Task details :: Reproduce the following listing verbatim, including every line.

— start Rows —

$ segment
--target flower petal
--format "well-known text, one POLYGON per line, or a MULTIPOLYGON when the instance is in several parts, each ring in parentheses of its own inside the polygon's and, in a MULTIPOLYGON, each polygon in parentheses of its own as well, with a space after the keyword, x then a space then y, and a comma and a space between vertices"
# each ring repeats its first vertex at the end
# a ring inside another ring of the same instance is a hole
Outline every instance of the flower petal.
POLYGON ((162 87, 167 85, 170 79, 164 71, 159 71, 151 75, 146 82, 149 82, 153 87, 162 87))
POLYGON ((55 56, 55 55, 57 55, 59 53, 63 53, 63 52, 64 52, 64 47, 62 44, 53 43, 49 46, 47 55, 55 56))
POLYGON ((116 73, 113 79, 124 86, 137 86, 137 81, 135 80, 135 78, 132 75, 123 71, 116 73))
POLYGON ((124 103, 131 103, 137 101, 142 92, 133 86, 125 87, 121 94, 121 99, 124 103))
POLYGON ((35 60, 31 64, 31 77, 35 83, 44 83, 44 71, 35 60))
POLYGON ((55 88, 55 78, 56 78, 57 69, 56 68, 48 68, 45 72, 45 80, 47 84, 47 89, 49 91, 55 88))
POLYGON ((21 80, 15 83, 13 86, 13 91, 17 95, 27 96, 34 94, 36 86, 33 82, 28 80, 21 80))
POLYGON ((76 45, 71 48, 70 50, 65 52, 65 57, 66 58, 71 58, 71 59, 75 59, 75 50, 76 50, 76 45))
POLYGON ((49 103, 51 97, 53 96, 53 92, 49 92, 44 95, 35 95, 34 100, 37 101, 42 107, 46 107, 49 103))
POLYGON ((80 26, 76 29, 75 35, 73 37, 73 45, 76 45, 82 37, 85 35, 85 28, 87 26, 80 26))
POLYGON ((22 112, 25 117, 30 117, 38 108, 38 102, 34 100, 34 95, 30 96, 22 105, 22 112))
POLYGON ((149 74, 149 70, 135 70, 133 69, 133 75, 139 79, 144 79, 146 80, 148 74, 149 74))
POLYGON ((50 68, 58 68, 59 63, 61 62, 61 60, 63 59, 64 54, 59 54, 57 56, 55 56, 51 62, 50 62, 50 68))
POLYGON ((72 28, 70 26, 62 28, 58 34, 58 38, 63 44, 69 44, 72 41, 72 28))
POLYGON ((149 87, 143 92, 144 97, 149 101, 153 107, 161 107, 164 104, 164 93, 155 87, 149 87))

— end Rows —

Reply to the task ::
$ segment
--target flower petal
--format "well-known text, one POLYGON per line, or a MULTIPOLYGON when the instance is in several parts, each ring in parentheses of its own inside the polygon's and, in a MULTIPOLYGON, each polygon in parentheses of its own as well, with a space after the keyword, x then a space then y, and a comma and a space between vertices"
# each ring repeats its first vertex at the end
# a ring inside another ring of the same instance is a hole
Outline every instance of the flower petal.
POLYGON ((162 87, 167 85, 170 79, 164 71, 159 71, 151 75, 146 82, 149 82, 153 87, 162 87))
POLYGON ((55 56, 55 55, 57 55, 59 53, 63 53, 63 52, 64 52, 64 47, 62 44, 53 43, 49 46, 47 55, 55 56))
POLYGON ((116 73, 113 79, 124 86, 137 86, 137 81, 135 80, 135 78, 132 75, 123 71, 116 73))
POLYGON ((124 103, 131 103, 137 101, 142 92, 133 86, 125 87, 121 94, 121 99, 124 103))
POLYGON ((35 60, 31 64, 31 77, 35 83, 44 83, 44 71, 35 60))
POLYGON ((55 88, 55 78, 56 78, 57 69, 56 68, 48 68, 45 72, 45 80, 47 84, 47 89, 49 91, 55 88))
POLYGON ((21 80, 15 83, 13 86, 13 91, 17 95, 27 96, 34 94, 36 86, 33 82, 28 80, 21 80))
POLYGON ((76 45, 71 48, 70 50, 65 52, 65 57, 66 58, 71 58, 71 59, 75 59, 75 50, 76 50, 76 45))
POLYGON ((49 103, 51 97, 53 96, 53 92, 49 92, 44 95, 35 95, 34 100, 37 101, 42 107, 46 107, 49 103))
POLYGON ((80 26, 76 29, 75 35, 73 37, 73 45, 76 45, 82 37, 85 35, 85 28, 87 26, 80 26))
POLYGON ((22 112, 25 117, 30 117, 38 108, 38 102, 34 100, 34 95, 30 96, 22 105, 22 112))
POLYGON ((149 74, 149 70, 135 70, 133 69, 133 75, 139 79, 144 79, 146 80, 148 74, 149 74))
POLYGON ((50 68, 58 68, 59 63, 61 62, 61 60, 63 59, 64 54, 59 54, 57 56, 55 56, 51 62, 50 62, 50 68))
POLYGON ((72 28, 70 26, 62 28, 58 34, 58 38, 63 44, 69 44, 72 41, 72 28))
POLYGON ((149 87, 143 92, 144 97, 149 101, 153 107, 161 107, 164 104, 164 93, 155 87, 149 87))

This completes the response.